WHAT THE TASK ASKS
Pull every line containing the word "garden" from the records.

THE RECORDS
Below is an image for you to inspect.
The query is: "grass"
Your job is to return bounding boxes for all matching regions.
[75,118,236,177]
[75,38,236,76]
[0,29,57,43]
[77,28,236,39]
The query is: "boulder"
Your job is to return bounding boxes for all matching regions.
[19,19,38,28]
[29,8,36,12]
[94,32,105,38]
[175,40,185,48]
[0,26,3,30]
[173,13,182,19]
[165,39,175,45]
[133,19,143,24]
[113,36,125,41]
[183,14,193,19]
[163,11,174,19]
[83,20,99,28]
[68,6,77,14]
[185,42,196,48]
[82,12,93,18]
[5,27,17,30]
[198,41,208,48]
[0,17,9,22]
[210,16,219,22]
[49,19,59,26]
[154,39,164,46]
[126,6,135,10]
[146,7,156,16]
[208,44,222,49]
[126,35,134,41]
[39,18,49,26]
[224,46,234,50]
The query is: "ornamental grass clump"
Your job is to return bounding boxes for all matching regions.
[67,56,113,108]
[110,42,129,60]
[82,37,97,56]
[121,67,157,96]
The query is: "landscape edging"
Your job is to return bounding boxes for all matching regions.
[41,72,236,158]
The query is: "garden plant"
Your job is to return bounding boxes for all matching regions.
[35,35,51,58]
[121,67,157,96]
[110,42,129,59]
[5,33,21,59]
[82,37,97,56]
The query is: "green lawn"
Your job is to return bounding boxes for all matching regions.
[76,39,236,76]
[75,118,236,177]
* * *
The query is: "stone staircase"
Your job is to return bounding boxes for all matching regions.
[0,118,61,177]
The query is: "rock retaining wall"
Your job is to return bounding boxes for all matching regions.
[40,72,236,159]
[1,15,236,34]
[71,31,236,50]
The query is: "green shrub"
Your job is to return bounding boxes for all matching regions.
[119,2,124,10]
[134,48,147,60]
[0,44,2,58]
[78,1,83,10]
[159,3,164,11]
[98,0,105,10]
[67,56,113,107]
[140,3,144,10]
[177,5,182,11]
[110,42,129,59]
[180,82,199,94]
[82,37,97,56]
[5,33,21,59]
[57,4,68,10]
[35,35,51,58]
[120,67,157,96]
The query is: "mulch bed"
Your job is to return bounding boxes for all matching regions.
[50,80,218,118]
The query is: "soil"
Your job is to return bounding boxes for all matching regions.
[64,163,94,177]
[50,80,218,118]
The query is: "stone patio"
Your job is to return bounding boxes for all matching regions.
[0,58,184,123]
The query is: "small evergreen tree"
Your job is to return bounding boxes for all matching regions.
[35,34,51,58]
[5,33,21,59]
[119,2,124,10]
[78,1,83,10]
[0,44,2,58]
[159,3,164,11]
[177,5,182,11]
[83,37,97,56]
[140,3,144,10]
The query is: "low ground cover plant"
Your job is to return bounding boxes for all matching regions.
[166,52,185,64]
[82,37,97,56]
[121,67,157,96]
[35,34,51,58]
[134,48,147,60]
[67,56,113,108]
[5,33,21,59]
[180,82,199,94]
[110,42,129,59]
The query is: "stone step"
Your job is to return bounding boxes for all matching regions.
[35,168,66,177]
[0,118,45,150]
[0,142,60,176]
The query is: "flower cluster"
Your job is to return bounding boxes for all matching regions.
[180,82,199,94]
--
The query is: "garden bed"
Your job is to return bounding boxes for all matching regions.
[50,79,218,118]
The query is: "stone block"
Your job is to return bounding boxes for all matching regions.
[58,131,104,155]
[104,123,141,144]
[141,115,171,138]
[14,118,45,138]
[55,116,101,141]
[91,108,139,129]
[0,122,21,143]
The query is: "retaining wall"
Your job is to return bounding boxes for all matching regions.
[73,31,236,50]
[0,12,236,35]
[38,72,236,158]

ANSWER TO THE PROBLEM
The query is: "garden plant"
The query is: "garden bed"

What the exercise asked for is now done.